▸ INPUT
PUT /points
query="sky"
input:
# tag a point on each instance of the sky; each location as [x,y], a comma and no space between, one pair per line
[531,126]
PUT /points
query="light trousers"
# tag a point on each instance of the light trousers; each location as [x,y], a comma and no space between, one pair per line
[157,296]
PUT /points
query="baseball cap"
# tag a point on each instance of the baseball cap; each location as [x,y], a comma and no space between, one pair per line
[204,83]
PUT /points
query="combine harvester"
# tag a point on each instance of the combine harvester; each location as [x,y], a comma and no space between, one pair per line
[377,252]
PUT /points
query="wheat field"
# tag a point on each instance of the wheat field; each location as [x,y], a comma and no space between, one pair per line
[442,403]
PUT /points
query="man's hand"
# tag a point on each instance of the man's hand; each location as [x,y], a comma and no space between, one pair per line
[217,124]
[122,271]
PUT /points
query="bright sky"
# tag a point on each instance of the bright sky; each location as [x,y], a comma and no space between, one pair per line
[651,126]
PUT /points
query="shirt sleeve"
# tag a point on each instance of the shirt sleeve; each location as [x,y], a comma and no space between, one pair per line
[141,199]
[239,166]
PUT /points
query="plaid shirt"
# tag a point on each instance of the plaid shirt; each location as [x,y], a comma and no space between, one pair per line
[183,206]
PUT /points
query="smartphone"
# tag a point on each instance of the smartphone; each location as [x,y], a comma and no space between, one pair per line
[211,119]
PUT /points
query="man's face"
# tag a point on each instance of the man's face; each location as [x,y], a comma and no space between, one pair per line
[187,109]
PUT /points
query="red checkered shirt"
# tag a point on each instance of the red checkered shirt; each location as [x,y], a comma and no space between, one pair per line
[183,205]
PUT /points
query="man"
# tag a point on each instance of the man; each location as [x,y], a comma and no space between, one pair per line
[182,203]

▸ GIVEN REQUEST
Report how many lines in the listing above contain the string "bright". Case counts, and the reply should be the number alone.

▸ RIGHT ANSWER
2